| Given problem |
Look below for the line with "Give the mask". Extract that line and each one after it through the last, word for word.
%%
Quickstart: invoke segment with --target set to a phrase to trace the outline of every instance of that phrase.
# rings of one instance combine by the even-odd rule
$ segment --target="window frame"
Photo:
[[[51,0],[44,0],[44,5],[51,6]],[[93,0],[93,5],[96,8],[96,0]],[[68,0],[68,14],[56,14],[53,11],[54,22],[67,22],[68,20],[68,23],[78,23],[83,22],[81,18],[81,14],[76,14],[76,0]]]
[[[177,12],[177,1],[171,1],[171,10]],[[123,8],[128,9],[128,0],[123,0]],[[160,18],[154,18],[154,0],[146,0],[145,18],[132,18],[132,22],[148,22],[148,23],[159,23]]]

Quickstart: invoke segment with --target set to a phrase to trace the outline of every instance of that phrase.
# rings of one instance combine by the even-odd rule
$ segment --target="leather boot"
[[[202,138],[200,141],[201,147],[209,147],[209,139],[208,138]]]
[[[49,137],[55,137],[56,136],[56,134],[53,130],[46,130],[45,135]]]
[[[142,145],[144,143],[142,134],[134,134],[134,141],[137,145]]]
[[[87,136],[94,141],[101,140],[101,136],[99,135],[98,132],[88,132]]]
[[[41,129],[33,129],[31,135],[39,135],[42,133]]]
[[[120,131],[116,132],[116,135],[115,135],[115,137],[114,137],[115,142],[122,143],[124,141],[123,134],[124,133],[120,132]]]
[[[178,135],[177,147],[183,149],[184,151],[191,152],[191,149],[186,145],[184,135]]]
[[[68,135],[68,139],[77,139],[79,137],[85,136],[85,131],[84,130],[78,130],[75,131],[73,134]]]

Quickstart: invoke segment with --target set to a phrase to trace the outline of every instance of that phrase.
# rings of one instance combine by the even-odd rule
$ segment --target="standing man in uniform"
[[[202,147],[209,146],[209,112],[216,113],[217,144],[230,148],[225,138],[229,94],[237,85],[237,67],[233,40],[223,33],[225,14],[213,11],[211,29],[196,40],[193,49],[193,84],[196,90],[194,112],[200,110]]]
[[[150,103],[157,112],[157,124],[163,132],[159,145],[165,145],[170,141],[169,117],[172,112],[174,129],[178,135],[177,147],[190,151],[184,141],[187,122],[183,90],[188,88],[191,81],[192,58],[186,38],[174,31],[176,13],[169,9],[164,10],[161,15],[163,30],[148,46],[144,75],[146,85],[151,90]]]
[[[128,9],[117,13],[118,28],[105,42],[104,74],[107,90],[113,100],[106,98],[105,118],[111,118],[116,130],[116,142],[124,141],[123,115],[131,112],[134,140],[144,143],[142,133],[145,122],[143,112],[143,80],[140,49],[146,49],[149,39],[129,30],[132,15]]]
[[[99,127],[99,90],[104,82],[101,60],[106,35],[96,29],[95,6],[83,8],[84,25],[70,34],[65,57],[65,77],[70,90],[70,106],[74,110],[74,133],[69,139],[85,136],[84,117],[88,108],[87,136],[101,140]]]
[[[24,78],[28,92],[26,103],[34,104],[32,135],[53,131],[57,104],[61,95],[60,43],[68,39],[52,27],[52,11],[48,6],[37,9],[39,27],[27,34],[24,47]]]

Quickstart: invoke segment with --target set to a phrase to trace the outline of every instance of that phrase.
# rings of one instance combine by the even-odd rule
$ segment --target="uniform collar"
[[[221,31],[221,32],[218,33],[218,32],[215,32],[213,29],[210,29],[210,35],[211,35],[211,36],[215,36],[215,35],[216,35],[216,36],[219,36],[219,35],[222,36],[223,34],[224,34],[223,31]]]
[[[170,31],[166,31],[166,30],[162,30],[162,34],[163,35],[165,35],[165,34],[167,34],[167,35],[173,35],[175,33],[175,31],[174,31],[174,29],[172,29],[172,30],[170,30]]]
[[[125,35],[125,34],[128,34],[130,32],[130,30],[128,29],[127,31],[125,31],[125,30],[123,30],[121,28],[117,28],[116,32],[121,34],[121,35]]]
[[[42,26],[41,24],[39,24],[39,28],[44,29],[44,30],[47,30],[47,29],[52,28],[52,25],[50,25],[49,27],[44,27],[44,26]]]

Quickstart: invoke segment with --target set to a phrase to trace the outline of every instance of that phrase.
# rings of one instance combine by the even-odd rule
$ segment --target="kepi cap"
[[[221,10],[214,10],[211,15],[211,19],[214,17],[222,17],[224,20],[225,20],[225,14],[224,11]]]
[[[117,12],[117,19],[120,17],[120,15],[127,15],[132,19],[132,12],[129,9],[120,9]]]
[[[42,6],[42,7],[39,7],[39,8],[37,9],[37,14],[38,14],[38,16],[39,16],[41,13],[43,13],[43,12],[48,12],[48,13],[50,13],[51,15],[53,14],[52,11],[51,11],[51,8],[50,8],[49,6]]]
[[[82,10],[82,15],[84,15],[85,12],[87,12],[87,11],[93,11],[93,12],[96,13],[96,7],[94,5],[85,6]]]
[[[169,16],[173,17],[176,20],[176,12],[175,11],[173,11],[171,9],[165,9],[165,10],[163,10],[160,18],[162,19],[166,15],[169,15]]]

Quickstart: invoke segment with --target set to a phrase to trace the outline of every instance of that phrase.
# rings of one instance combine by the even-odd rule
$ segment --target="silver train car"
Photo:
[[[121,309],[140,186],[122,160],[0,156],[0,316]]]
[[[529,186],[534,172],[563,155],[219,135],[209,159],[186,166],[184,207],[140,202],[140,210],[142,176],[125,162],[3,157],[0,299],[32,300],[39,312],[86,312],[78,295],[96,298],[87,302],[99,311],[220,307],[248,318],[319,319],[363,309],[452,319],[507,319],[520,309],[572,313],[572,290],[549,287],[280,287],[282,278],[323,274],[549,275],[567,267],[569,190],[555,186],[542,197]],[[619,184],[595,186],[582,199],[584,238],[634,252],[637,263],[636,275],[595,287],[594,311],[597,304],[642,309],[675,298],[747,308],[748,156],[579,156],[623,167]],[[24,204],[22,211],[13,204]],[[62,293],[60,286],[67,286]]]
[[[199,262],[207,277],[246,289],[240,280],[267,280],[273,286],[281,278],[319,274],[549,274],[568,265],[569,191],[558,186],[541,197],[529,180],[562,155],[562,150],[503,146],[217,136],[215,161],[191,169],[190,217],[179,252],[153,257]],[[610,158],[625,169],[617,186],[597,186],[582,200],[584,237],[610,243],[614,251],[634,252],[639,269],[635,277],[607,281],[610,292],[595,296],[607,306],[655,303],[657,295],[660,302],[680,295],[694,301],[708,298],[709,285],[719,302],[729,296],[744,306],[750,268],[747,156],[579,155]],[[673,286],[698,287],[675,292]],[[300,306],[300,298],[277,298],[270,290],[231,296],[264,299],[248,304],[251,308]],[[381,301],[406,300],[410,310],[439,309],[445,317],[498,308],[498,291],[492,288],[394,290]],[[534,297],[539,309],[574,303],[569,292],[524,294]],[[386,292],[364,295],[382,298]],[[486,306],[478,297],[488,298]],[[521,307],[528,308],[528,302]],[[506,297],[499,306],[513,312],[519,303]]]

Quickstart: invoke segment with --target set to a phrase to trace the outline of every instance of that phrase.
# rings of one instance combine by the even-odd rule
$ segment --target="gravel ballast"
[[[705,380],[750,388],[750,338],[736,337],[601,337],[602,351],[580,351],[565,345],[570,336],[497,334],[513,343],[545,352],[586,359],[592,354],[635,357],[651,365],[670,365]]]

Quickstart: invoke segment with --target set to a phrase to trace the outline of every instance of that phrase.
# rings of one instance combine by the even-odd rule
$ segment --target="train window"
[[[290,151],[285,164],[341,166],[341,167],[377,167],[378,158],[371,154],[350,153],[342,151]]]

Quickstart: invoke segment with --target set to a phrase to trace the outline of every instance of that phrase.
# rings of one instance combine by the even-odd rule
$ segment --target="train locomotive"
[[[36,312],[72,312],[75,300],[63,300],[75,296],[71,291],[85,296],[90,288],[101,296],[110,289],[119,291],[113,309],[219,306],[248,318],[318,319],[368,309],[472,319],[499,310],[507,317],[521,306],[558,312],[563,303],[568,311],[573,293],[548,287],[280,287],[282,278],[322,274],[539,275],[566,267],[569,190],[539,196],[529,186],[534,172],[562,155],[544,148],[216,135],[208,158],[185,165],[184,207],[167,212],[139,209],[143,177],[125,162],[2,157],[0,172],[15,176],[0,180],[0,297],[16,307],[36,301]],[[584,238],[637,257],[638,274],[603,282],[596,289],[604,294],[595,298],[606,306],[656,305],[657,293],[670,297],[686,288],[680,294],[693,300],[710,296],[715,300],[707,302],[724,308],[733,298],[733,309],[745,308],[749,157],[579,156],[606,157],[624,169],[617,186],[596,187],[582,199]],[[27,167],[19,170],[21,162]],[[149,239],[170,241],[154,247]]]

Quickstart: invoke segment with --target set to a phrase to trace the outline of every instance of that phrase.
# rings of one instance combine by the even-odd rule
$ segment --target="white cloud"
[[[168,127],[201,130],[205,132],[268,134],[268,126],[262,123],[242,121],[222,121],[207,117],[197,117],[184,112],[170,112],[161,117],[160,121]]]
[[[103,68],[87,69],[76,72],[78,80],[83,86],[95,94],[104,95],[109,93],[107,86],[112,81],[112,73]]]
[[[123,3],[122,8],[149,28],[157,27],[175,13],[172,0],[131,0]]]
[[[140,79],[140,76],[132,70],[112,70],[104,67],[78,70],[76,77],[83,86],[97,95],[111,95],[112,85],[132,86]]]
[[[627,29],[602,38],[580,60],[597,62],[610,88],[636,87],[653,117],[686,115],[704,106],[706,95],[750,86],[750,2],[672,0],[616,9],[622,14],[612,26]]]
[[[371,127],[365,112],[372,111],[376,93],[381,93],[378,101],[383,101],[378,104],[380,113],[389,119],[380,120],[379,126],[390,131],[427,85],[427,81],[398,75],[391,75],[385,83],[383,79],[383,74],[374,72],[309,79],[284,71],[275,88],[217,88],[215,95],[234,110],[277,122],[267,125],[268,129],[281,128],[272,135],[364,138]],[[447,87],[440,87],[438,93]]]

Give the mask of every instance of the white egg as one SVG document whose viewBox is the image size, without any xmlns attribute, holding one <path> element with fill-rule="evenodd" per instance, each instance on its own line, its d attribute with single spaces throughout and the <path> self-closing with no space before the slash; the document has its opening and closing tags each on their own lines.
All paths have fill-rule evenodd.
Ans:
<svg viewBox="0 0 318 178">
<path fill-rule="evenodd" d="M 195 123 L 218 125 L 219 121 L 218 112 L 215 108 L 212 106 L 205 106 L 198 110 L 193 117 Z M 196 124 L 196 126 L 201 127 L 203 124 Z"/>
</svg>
%%
| Solution to this problem |
Give the mask of every instance of the white egg as one SVG document whose viewBox is the image size, without any xmlns attribute, holding one <path> element with fill-rule="evenodd" per instance, each instance on its own line, its d attribute with single spaces throughout and the <path> self-closing with no space before the slash; the document has its opening and closing tags each on their own lines.
All paths have fill-rule evenodd.
Ans:
<svg viewBox="0 0 318 178">
<path fill-rule="evenodd" d="M 195 123 L 218 125 L 219 121 L 218 112 L 215 108 L 212 106 L 205 106 L 198 110 L 193 117 Z M 196 124 L 196 126 L 201 127 L 203 124 Z"/>
</svg>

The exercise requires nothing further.